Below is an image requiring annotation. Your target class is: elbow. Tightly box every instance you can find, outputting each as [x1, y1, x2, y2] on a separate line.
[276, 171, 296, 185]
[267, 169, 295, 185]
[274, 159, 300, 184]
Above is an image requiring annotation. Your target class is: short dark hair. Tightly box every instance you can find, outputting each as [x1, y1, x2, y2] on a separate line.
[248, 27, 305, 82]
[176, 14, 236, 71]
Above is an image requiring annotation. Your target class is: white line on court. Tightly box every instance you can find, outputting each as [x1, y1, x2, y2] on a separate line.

***

Every record must appear in the answer exactly as it does above.

Below is an image requiring annotation. Your target class is: elbow. Tightly box every instance you can find, outputting each as [x1, y1, x2, y2] on a separate line.
[276, 171, 296, 185]
[267, 169, 295, 185]
[274, 159, 300, 184]
Above is an image requiring annotation. Your target class is: short dark hair. Tightly box every instance you can find, outputting each as [x1, y1, x2, y2] on a separate line.
[248, 27, 305, 82]
[176, 14, 236, 71]
Above is an image requiring annotation. Your target class is: white line on court. Tightly box every instance you can find, outputting each as [x1, y1, x2, y2] on a separate line.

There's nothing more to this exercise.